Collect all lines below with the string "pink".

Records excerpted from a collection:
- Opening Delimiter -

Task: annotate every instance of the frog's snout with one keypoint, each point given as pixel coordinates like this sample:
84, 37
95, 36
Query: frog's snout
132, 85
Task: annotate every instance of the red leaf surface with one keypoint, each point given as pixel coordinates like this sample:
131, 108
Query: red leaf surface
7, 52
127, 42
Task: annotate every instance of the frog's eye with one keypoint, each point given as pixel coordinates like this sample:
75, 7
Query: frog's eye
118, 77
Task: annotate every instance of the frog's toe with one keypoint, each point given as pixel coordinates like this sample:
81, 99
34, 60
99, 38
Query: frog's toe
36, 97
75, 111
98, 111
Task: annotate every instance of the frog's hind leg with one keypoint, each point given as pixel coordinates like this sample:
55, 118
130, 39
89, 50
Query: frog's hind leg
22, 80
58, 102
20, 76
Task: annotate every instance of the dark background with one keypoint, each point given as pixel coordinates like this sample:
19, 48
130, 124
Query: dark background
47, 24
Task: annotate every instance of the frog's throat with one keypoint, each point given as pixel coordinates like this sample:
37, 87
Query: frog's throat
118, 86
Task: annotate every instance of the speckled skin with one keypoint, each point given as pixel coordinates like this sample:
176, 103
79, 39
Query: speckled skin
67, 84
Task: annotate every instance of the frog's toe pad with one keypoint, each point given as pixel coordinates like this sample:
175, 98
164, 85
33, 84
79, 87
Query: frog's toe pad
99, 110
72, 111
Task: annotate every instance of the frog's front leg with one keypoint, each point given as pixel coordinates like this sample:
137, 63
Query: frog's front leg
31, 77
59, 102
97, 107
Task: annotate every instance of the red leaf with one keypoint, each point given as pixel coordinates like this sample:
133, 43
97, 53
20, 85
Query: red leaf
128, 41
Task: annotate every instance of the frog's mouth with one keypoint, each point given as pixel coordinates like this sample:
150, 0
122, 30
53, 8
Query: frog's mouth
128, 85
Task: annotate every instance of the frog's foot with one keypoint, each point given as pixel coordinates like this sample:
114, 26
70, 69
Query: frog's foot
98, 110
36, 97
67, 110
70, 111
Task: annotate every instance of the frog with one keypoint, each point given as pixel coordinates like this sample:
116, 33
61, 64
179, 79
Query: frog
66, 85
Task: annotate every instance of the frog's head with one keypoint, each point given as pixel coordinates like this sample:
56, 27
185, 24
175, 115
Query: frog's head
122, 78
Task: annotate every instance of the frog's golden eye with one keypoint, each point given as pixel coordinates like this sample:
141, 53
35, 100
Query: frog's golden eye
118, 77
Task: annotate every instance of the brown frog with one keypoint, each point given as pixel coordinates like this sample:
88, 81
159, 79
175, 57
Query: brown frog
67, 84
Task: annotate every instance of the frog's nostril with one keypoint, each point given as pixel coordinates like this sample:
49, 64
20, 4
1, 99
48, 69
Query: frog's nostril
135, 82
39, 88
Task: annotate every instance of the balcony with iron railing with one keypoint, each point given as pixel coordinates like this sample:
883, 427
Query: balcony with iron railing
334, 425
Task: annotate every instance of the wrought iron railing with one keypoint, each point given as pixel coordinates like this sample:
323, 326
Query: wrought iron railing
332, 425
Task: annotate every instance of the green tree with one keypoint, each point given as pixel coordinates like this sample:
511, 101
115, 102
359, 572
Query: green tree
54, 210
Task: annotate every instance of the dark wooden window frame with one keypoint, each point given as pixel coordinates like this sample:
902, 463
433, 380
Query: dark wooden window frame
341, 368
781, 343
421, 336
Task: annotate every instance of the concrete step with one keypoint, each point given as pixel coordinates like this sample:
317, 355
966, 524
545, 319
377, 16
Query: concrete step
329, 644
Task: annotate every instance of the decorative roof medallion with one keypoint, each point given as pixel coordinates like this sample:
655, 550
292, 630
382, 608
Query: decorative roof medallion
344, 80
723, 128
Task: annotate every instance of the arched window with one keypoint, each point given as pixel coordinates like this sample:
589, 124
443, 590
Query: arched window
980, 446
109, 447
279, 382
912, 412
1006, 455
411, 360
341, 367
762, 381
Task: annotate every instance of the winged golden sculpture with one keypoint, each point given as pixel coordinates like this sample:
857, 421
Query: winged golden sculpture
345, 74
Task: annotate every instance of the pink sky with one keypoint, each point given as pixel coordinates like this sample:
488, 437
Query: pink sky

- Closing Delimiter -

Written response >>
Task: annotate every instance of the pink sky with one keypoint, each point given as pixel coordinates like this sample:
Query: pink sky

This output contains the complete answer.